RECORD EXCERPTS

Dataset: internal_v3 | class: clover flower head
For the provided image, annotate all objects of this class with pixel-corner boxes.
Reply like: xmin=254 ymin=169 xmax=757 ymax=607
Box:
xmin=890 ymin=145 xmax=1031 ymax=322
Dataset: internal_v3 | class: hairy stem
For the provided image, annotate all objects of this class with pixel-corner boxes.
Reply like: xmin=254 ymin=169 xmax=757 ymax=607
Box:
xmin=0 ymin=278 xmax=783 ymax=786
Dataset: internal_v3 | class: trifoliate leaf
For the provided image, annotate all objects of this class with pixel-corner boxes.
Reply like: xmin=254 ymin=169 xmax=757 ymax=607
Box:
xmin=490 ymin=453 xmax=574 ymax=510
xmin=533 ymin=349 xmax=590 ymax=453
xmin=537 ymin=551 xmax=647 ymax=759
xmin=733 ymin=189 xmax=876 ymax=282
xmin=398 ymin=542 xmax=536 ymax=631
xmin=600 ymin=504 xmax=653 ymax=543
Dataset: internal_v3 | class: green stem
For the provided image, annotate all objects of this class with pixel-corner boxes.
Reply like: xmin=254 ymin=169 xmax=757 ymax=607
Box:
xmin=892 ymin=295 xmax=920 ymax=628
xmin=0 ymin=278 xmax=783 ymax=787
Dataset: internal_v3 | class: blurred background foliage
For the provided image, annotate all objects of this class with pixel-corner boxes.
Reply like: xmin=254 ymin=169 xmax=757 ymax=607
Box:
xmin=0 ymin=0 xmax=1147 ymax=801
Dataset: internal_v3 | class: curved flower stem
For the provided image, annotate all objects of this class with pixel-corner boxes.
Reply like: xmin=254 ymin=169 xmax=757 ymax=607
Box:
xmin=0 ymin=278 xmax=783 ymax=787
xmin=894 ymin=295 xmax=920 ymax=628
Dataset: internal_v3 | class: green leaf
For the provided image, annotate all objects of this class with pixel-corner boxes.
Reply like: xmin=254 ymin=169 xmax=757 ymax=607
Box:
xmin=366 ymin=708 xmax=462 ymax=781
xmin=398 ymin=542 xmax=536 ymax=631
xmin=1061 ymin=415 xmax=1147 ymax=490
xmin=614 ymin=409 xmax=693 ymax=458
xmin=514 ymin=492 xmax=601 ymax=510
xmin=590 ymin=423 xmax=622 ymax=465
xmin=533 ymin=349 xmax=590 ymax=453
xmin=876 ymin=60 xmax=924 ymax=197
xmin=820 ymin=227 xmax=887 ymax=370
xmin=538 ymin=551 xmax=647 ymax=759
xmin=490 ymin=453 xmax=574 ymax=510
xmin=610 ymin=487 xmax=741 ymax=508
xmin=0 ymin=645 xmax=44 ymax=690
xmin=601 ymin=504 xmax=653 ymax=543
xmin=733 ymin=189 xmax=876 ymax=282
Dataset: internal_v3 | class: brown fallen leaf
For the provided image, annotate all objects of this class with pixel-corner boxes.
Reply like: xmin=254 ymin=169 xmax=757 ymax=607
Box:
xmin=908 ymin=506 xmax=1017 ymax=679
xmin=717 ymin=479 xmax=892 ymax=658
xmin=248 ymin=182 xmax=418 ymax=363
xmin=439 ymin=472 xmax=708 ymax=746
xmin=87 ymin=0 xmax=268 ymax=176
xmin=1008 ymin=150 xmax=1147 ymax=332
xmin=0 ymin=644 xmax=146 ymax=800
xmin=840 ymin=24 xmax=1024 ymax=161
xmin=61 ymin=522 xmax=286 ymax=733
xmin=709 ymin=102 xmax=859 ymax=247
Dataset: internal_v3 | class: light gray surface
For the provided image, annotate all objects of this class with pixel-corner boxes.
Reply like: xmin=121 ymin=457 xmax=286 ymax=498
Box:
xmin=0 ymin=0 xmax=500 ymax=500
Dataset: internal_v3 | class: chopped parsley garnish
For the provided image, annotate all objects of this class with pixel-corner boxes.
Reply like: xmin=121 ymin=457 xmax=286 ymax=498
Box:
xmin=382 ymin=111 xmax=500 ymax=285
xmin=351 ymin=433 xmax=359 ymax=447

TASK REQUIREMENTS
Using the records above, please retype only the run of lines from the line holding "Dataset: internal_v3 | class: light" through the last line, both ends included.

WRITTEN ANSWER
Dataset: internal_v3 | class: light gray surface
For the provided image, annotate all objects of this class with pixel-corner boxes.
Reply like: xmin=121 ymin=457 xmax=286 ymax=498
Box:
xmin=0 ymin=0 xmax=500 ymax=500
Dataset: internal_v3 | class: chopped parsley garnish
For the provided image, annotate all objects of this class with pixel-corner boxes.
Reply like: xmin=121 ymin=457 xmax=286 ymax=498
Box:
xmin=382 ymin=111 xmax=500 ymax=285
xmin=351 ymin=433 xmax=359 ymax=447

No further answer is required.